§ **EXERCISE**:
Return the records word for word. Any pictures in them are not part of the copy.

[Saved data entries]
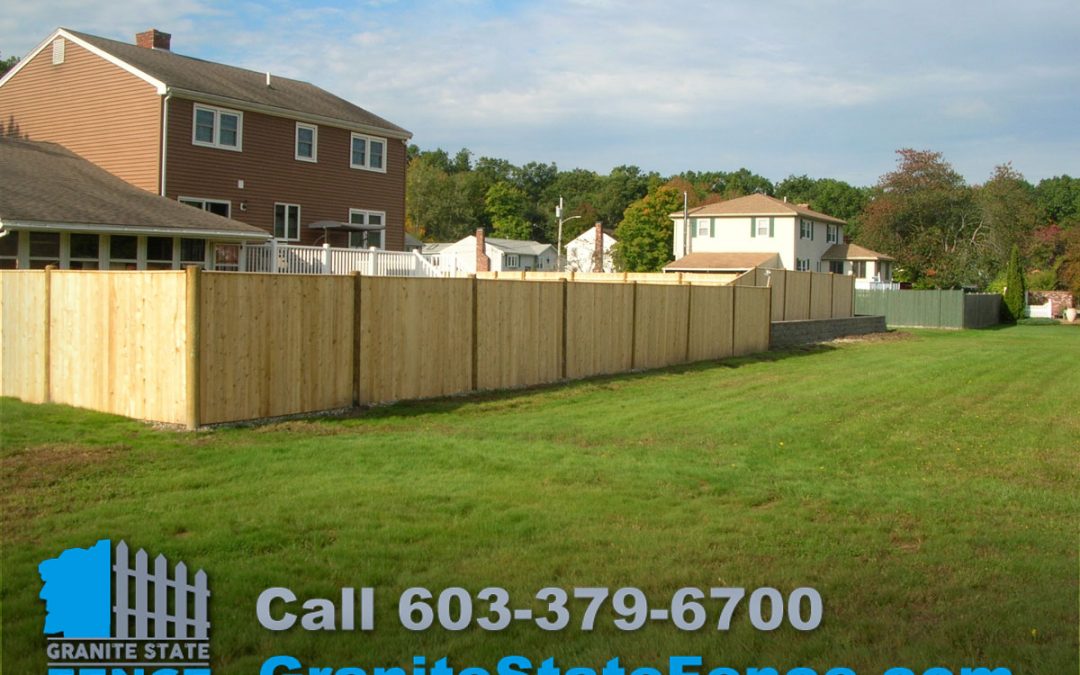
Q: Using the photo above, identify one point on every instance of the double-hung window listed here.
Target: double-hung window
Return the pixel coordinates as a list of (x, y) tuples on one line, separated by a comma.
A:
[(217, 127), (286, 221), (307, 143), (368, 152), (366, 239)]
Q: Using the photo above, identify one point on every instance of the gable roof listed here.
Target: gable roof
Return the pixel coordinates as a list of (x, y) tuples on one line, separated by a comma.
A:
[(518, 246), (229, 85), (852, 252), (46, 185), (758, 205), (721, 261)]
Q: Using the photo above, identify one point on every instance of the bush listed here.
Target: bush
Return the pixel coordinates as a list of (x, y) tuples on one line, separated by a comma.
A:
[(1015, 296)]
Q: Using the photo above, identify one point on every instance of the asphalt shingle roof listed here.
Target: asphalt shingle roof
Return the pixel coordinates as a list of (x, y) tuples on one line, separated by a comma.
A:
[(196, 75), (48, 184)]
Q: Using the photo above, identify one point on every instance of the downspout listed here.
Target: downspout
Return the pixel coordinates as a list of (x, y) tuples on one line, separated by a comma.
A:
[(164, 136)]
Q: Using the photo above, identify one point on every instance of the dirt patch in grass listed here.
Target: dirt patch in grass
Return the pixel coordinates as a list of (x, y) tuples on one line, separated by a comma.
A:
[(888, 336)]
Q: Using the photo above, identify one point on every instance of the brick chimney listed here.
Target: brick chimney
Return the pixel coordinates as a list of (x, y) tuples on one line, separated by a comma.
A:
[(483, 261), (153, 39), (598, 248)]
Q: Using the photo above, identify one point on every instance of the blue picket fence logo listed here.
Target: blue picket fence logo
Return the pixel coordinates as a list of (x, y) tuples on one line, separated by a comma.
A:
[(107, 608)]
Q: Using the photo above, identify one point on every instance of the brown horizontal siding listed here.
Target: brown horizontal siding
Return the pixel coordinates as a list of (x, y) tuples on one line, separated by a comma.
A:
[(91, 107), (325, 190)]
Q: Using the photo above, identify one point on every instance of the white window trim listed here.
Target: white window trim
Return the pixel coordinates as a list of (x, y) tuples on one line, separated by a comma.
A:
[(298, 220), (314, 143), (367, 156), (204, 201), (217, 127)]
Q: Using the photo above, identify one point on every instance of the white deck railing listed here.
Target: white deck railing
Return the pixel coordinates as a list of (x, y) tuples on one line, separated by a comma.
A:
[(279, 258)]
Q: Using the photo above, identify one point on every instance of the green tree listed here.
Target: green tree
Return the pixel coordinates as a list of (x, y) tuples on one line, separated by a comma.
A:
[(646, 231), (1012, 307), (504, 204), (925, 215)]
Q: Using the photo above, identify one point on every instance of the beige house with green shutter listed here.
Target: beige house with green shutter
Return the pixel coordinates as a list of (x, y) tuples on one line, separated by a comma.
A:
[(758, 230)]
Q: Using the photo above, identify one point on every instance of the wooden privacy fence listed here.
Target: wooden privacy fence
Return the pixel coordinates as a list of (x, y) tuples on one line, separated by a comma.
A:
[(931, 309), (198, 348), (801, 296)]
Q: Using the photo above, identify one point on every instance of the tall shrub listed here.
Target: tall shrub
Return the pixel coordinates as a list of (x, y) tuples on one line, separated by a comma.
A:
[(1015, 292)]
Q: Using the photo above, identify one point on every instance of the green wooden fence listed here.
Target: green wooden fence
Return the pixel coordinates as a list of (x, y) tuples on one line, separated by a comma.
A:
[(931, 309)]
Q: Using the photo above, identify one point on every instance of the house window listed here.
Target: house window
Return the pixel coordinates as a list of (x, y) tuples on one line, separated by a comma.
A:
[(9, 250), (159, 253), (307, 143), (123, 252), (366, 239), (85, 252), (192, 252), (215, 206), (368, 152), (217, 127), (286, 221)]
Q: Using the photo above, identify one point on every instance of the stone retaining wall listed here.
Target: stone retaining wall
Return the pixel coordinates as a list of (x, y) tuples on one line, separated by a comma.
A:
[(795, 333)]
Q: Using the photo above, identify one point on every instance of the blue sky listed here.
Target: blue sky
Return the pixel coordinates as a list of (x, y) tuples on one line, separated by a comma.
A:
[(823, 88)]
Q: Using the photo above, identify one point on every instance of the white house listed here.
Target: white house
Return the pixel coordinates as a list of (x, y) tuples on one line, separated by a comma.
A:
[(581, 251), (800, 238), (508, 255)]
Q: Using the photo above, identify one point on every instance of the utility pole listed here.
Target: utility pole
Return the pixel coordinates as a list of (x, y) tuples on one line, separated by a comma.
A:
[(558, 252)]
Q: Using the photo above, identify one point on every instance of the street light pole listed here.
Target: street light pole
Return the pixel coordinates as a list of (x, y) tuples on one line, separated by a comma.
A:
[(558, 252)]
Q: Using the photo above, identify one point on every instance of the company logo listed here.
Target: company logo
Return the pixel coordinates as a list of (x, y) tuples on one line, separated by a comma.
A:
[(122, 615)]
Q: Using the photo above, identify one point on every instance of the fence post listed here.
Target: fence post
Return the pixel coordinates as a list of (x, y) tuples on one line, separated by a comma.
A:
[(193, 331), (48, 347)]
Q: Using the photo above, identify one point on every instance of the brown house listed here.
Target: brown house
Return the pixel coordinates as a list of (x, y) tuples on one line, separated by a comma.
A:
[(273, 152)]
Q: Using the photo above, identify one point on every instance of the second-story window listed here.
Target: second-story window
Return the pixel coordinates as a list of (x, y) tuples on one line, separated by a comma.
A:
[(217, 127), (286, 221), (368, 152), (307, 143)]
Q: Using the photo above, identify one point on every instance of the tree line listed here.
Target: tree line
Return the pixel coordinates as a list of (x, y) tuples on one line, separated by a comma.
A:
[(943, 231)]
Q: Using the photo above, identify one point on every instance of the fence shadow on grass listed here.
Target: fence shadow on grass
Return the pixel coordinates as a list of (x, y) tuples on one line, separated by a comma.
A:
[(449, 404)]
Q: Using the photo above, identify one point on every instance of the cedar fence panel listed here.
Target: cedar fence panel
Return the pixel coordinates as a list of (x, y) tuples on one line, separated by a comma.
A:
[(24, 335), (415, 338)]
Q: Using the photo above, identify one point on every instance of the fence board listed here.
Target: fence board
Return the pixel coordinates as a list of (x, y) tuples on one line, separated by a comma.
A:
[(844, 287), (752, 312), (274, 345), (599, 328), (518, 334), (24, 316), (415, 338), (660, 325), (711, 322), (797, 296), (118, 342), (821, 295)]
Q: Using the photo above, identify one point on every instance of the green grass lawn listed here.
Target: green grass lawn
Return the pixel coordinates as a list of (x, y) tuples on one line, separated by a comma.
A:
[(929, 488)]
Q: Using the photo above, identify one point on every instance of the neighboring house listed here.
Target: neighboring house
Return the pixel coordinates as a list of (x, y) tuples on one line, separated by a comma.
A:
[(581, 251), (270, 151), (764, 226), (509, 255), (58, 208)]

§ **RESPONSE TO THIS TASK**:
Q: Using the photo above, identify one point on every instance of the double-hung window listed here.
Target: double-hung window
Return the pixel coordinates as a list of (x, y) tuples on one line, separated by a comma.
A:
[(217, 127), (286, 221), (307, 143), (368, 152), (366, 239)]
Q: Using the photo above, identify one point on every instance of the gable roof listed here.
Target: gable roof
Return the pixel coordinates as a list of (x, y) tuples on one line, separated by a comma.
A:
[(518, 246), (229, 85), (852, 252), (46, 185), (758, 205), (721, 261)]
Q: Using the photo above, identify one point on every instance of the bush listed here.
Target: bush
Return the pixel coordinates as a list of (x, y) tuples on one line, separated by a comma.
A:
[(1015, 296)]
Q: Using the photo above, identify one point on every instance of the asphalt shingle roof listed here.
Target: asphalt shingle roof
Return the pixel coordinates as a list of (x, y) tuples on one line, separated by a comma.
A:
[(196, 75), (48, 184)]
Q: Using the photo above, identify one point on every instance of the downspout listed here.
Target: downspout
Return the pixel coordinates as a list of (x, y) tuples on one line, separated by a comma.
A:
[(164, 136)]
Q: Using the photo above, identify one point on every instance of the dirt patch in grass listed here.
Target: dirt patch in grass
Return the pixel coordinates as a list of (x, y) tuples on one line, separated by a comma.
A:
[(888, 336)]
Q: Using the photo above, identify one point on every instance of the brick chimney listed here.
Target: brick chimney
Return the pixel coordinates as a list of (x, y) tuples on one line, separated by a comma.
A:
[(483, 261), (153, 39), (598, 248)]
Q: Using the photo above, identify one point on every instance of the blue picket fence logo listed here.
Target: blue picket fence logo
Return the pixel coordinates as a list of (x, y) tuples on one line, separated by a comma.
A:
[(107, 608)]
Q: Using the photo above, identify one point on every instance of the brown horizontal siding listed here.
Target: brown horizontal siding
Return the pixel coordinates as a list of (x, y) tuples on one line, separated by a comma.
A:
[(91, 107), (325, 190)]
Q: Using the photo above, identify one point on every instance of the white window trim listed here.
Target: white window trim
Return the pixel coordinates as a list of (x, y) tuples on one line, separated by a comma.
A:
[(298, 220), (314, 143), (367, 156), (204, 201), (217, 127)]
Q: Using the photo above, identify one point on every instance of the white deck railing listed here.
Target: white deck railing
Return the pixel coordinates as a list of (x, y) tuples on one line, separated by a comma.
A:
[(279, 258)]
Q: Using the photo above, identify one point on every instance of the green tree listed here.
Target: green tree
Return the pixel coordinates as a list of (x, y) tuples on one line, separated by a comma.
A:
[(646, 231), (1012, 307), (504, 204), (925, 215)]
Q: Using the photo above, identify one point on every instance of the beige house with green shutter listed here.
Target: beige house with green shutter
Return the pixel coordinates as a list of (x, y) tuples on one line, separated by a comma.
A:
[(758, 230)]
Q: Using the photo above, identify one point on every instance of the wooden privacy fence listed here.
Target: wooden privacy fence
Return the pixel coordinates as a list of (x, y) tuples on one line, separated by a comma.
A:
[(931, 309), (198, 348), (801, 296)]
Q: Using the photo above, identify one point on every instance of the tall shrub listed here.
Target: tall shrub
Return the pixel coordinates as a list of (x, y) tuples on one line, separated by a comma.
A:
[(1015, 292)]
Q: Using the photo above, identify one point on every instance of the green wooden fence listed here.
Target: green wooden fence
Return the pixel coordinates as a list of (x, y) tuples on one line, separated by a comma.
A:
[(931, 309)]
Q: Using the photo above, identify one point on every instance of the house window listed here.
Target: house window
Return the pixel coordinates as a list of (x, y) tuples on one line, separated by a comma.
A:
[(9, 250), (159, 253), (307, 143), (123, 252), (366, 239), (85, 252), (192, 252), (215, 206), (368, 152), (217, 127), (286, 221)]
Q: Using the photo above, identify one point on every instance of the stone retaining wall listed here.
Target: stone retaining wall
Return the pixel coordinates as a list of (x, y) tuples on one line, separated by a comma.
A:
[(795, 333)]
Q: Using the photo above, identify one point on every instance of the blue sky listed here.
Target: blue sky
Return the pixel coordinates as a list of (x, y) tuples on one line, separated by a comma.
A:
[(823, 88)]
Q: Using the photo above, identify one point on every instance of the white house listed here.
Target: white house
Return the pixel coordinates as a list of (x, y) tuples on one line, separated by a comma.
A:
[(581, 251), (800, 238), (508, 255)]
Q: Using the photo above, identify one point on every instance of the utility pole listed here.
Target: utility pole
Return the pixel coordinates as a list of (x, y) tuples on one line, separated by a comma.
A:
[(558, 252)]
Q: Using the photo above, identify one point on every instance of the street light pole listed here.
Target: street light pole
Return the pixel coordinates as a list of (x, y) tuples on one line, separated by a comma.
A:
[(558, 252)]
Q: Using the photo above, identify one point on every instance of the company logo listed here.
Target: company logo
Return the pixel coordinates as a list of (x, y) tuples on one line, separated by a comma.
A:
[(122, 615)]
Q: Using the photo above, identify one point on every instance of the fence post listed here.
Target: fence post
Return the pixel coordinates as a list of (x, y) tuples on one line, separated by a comma.
A:
[(193, 331), (48, 347)]
Q: Using the photo above, identify one point on every instance of the brown house listed here.
Target: brown house
Return the pixel coordinates as a list of (x, y) tuples on one line, separated by a comma.
A:
[(273, 152)]
Q: Using the photo above, identify one point on every instance of the second-story window listed here.
Target: second-story window
Return the pixel coordinates as a list of (x, y) tuples on one line, separated by a comma.
A:
[(217, 127), (286, 221), (368, 152), (307, 143)]
Q: Using the photo above, identify one point on every instance of the tree line listed here.
Target: tree line
Return the pixel coordinates as a list of (x, y) tuples on one line, separated by a comma.
A:
[(943, 231)]
Q: Using the photo above, identify one point on every instance of the fence shadow on grass listed here.
Target: fence shadow on grass
Return the pixel coordinates as a list of (x, y) tuples on one line, separated by a comma.
A:
[(449, 404)]
Q: Using the photo above, identify one point on every instance of the cedar fence panel listed here.
Target: cedar fence panel
Return the pixel coordinates as a list of (x, y) tuples on one line, separated by a comma.
A:
[(24, 335), (415, 338)]
Q: Using the photo above, identify one point on every instance of the fence board listed here.
Target: fence board
Return the pixel coordinates as a list of (x, y) tuples on one line, separated by a comma.
A:
[(844, 287), (752, 312), (274, 345), (599, 328), (518, 334), (24, 316), (415, 338), (660, 325), (711, 322), (797, 296), (118, 342), (821, 295)]
Q: Using the photo above, identify one point on every instance of the green grass lawn listed here.
Target: green grass lawn
Return the pixel coordinates as a list of (x, y) tuples on one line, separated by a comma.
A:
[(929, 488)]
Q: Using the photo above, identify one point on every instance of the neighboring house listed here.
Target: neighboring house
Return the pixel coordinates as a list of (x, y) tuples on one line, separated by a comma.
A:
[(581, 251), (270, 151), (764, 226), (509, 255), (58, 208)]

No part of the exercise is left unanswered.